Brief 1: Extract from the passage on the telegraphers' dispute the text between "Talks lasted from" and "threatened sympathy strikes.", inclusive, copying it word for word.

Selection:
Over that weekend, co-chairmen Walsh and William H. Taft of the NWLB reached their decision in the case and left Washington D.C. for Philadelphia with the other 10 members of the board to meet Newcomb Carlton, President of the Western Union for talks and to announce their verdict. The Western Union had been less susceptible to listening to the NWLB than the Postal and it was widely expected that the Western Union would not respect the verdict of the board (that being that the workers should be reinstated), which only enjoyed advisory powers. If they failed to listen then the case would be heard by the President, Woodrow Wilson. In expectation of this, Mayor Hanson wrote the President a telegram and highlighted the frustrations of the majority of Seattleites:

Entire citizenship consider action by Western Union local officials as arbitrary, un-American, and unpatriotic in refusing to reinstate locked out employees who ask for no change in working conditions, but merely asked to go back to work and take same positions at same wages as before lockout. We do not like such things in Seattle.[7]

Talks lasted from May 21 until June 2. In the meantime, President Wilson agreed he would help the telegraphers with reinstatement, should the companies not accept the proposals of the board and the workers continued volunteering for the cause of the war, raising money and waiting for a verdict to reach them. When the expected happened and the companies refused the decision of the NWLB, then the CTU decided that, after a month of this fiasco, it was time to threaten a nationwide strike. Within 8 days, operators, key men and railway wiremen had endorsed the strike orders, leaving the nation with a potential strike of 56,000 workers. Additionally, workers in Seattle unified by the CLC and meetings in the Labor Temple, threatened sympathy strikes.

Extracted entries:
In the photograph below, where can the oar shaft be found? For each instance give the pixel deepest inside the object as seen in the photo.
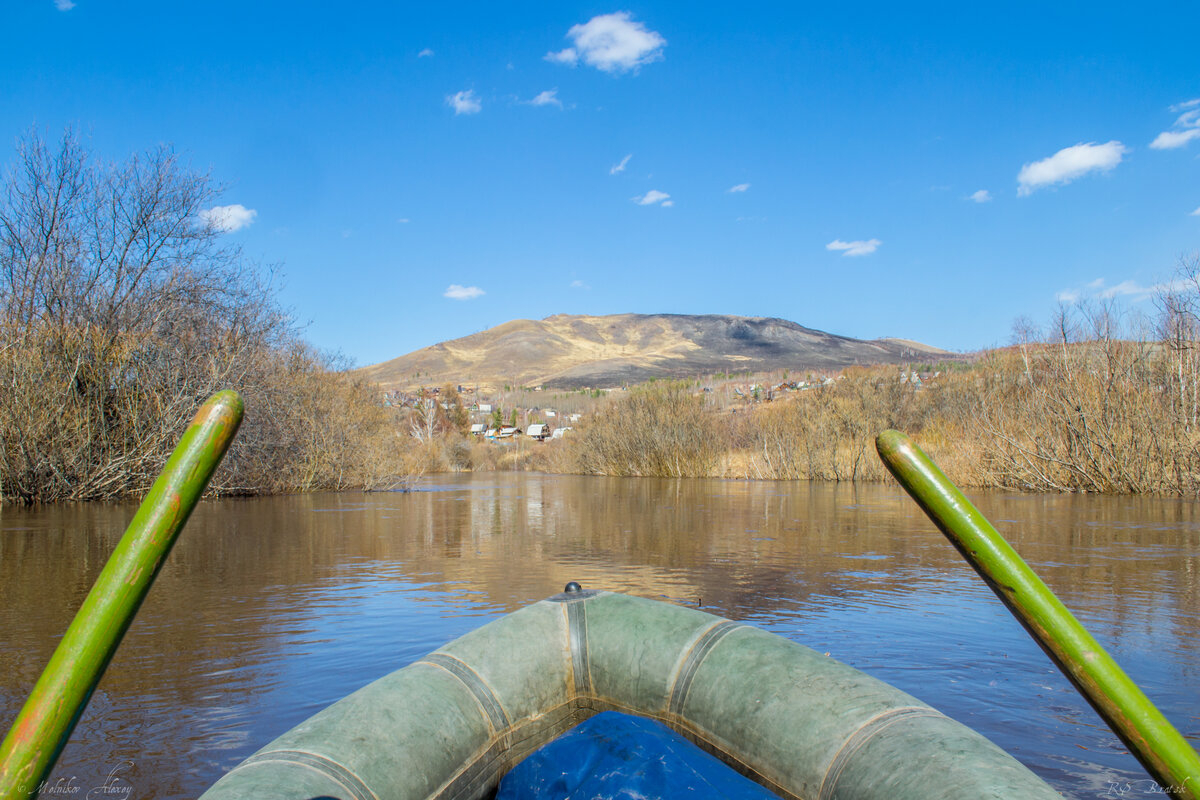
(1161, 749)
(61, 693)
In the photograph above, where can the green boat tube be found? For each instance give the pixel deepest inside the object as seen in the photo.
(798, 722)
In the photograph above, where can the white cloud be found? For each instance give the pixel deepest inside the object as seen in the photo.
(652, 197)
(1099, 289)
(465, 102)
(1171, 139)
(1069, 163)
(547, 98)
(228, 218)
(611, 43)
(855, 247)
(456, 292)
(568, 56)
(1186, 127)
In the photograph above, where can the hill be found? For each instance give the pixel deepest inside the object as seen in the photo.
(573, 352)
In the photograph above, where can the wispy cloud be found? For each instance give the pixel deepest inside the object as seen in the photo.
(1099, 289)
(1171, 139)
(652, 197)
(465, 102)
(456, 292)
(1069, 163)
(611, 43)
(855, 247)
(621, 167)
(228, 218)
(547, 97)
(1186, 127)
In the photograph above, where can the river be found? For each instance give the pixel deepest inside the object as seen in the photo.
(270, 608)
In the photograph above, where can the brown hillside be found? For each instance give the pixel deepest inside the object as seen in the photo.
(573, 352)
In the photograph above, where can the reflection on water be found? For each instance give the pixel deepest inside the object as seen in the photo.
(269, 609)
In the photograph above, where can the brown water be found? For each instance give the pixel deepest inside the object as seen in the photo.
(269, 609)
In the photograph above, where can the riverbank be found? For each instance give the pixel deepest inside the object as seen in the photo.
(1110, 416)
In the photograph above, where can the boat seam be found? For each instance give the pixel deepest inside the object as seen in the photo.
(863, 734)
(577, 637)
(682, 684)
(327, 767)
(484, 696)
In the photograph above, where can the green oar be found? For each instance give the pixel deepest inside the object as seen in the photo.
(1161, 749)
(61, 693)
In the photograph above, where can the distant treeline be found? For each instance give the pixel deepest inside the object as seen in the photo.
(1093, 403)
(123, 307)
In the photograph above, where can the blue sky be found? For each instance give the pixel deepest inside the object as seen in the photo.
(424, 172)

Brief 2: Shift every point coordinate by adding 132 to each number, and reproduce the rows between the one holding "In the photograph above, where can the brown hillside" and the last row, inclusive, keeping their requests. Give only those rows.

Full output 1:
Talks lasted from May 21 until June 2. In the meantime, President Wilson agreed he would help the telegraphers with reinstatement, should the companies not accept the proposals of the board and the workers continued volunteering for the cause of the war, raising money and waiting for a verdict to reach them. When the expected happened and the companies refused the decision of the NWLB, then the CTU decided that, after a month of this fiasco, it was time to threaten a nationwide strike. Within 8 days, operators, key men and railway wiremen had endorsed the strike orders, leaving the nation with a potential strike of 56,000 workers. Additionally, workers in Seattle unified by the CLC and meetings in the Labor Temple, threatened sympathy strikes.

Full output 2:
In the photograph above, where can the brown hillside be found? For each instance give the pixel deepest inside the object as seen in the photo.
(705, 484)
In the photograph above, where can the reflection on water be found? For each instance give the pixel deepest inside the object as seen in the photo.
(401, 741)
In the photograph above, where can the brown water be found? For each instance give the pixel deepest inside the object as seen in the photo.
(401, 741)
In the photograph above, where can the riverbank be found? For each instance give the pixel deepest inside the object as seen in the photo.
(1242, 548)
In the photograph above, where can the boat seam be found? For each instance give the pixel deepest inside the object as seen in the photo.
(995, 866)
(709, 769)
(814, 816)
(459, 899)
(616, 828)
In the photograph above, where can the green oar be found? For each instance give the pixel deepest inside the object as seen in the photo.
(1293, 881)
(193, 825)
In the photograph above, where can the distant treeline be found? For each instance give the pixel deepest inside the object as seen in the photo.
(1225, 535)
(255, 439)
In the photograph above, where can the blue sky be found? For each instance give the pixel deepest inside the object as seen in the photo.
(556, 304)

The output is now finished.